Data extract
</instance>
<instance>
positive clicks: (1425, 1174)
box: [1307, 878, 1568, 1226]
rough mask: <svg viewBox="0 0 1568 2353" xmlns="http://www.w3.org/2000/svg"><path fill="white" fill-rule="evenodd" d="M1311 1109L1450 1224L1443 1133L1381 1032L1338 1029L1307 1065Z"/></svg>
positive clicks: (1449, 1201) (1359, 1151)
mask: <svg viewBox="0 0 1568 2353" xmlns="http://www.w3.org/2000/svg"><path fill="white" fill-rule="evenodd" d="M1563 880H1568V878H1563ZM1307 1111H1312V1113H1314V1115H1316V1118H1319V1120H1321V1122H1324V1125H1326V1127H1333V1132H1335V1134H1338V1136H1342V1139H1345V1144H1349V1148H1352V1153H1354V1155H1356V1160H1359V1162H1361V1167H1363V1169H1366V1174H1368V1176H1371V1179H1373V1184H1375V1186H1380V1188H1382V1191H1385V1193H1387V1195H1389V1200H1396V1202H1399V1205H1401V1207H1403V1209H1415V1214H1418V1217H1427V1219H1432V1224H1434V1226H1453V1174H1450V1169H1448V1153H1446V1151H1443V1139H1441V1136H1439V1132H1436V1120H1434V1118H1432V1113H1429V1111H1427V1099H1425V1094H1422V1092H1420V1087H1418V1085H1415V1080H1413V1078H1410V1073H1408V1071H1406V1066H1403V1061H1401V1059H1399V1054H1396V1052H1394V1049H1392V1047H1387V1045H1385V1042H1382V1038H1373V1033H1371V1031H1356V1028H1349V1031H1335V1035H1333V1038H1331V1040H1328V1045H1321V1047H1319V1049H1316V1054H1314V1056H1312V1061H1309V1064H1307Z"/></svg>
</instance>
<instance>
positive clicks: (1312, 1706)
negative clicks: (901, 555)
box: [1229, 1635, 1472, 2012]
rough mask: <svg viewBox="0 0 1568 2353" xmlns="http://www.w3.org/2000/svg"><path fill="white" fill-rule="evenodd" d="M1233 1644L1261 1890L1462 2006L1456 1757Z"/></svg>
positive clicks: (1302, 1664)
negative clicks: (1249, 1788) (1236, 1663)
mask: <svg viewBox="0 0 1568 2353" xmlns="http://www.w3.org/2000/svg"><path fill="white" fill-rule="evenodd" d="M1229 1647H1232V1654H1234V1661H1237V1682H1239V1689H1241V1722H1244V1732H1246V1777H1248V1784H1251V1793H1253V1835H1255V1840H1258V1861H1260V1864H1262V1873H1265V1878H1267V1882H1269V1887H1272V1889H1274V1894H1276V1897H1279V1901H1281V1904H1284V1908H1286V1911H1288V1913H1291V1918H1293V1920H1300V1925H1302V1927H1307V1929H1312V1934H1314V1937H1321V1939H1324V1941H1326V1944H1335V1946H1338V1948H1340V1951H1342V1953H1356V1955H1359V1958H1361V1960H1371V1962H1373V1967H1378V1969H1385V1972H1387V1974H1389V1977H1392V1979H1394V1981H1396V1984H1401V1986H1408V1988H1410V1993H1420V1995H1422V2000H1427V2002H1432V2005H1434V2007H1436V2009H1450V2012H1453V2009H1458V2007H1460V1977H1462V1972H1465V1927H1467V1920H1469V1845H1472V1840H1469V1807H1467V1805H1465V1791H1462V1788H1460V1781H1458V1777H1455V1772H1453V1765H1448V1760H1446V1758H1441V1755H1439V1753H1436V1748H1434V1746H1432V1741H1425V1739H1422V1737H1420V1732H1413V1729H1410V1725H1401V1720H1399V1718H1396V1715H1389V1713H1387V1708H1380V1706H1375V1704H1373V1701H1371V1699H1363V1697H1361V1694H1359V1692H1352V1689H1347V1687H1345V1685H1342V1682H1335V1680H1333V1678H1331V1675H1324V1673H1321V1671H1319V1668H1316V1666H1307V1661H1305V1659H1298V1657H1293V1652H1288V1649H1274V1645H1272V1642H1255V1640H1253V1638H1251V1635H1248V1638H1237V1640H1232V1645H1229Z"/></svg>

Task directions
Gather all lines from the listing above in which "rough" occurs.

Answer section
rough mask: <svg viewBox="0 0 1568 2353" xmlns="http://www.w3.org/2000/svg"><path fill="white" fill-rule="evenodd" d="M1311 1109L1450 1224L1443 1133L1381 1032L1338 1029L1307 1065Z"/></svg>
rough mask: <svg viewBox="0 0 1568 2353" xmlns="http://www.w3.org/2000/svg"><path fill="white" fill-rule="evenodd" d="M1233 1644L1261 1890L1462 2006L1456 1757Z"/></svg>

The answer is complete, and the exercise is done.